#### Direction:
Please pick out every line in the records below that contains the word "green" and copy each of those lines.

#### Working data:

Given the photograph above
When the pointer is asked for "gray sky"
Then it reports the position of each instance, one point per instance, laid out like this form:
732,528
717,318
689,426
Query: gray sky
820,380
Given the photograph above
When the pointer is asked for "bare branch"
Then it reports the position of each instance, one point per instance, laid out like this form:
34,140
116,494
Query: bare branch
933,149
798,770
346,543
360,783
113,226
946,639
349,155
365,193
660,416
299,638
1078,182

--

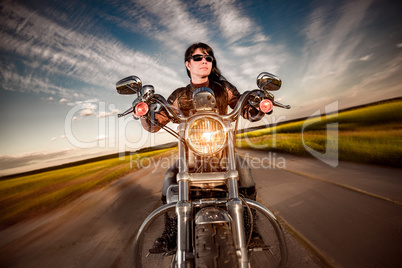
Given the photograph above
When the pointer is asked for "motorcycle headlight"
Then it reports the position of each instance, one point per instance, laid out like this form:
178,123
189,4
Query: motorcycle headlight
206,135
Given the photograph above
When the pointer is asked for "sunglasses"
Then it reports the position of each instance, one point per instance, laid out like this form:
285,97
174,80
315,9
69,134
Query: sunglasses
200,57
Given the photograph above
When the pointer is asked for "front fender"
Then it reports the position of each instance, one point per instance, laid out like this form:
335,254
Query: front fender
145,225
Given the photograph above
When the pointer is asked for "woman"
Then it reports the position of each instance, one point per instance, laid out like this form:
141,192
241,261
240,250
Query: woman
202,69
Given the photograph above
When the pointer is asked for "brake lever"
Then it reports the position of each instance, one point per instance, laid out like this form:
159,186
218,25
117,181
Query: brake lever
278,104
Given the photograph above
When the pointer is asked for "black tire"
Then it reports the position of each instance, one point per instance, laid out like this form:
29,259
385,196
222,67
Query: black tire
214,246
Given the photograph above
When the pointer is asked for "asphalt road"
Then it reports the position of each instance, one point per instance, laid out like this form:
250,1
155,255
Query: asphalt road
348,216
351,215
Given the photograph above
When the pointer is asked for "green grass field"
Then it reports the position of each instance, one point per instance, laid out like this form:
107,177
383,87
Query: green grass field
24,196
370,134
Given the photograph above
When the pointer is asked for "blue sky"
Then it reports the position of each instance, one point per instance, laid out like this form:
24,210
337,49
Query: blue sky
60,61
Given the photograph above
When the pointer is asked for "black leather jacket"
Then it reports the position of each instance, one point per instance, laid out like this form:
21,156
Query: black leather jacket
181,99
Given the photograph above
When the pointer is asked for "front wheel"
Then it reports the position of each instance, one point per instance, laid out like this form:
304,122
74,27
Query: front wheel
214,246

#### Exercise answer:
When the pointer is asked for "green grass field"
Query: green grass field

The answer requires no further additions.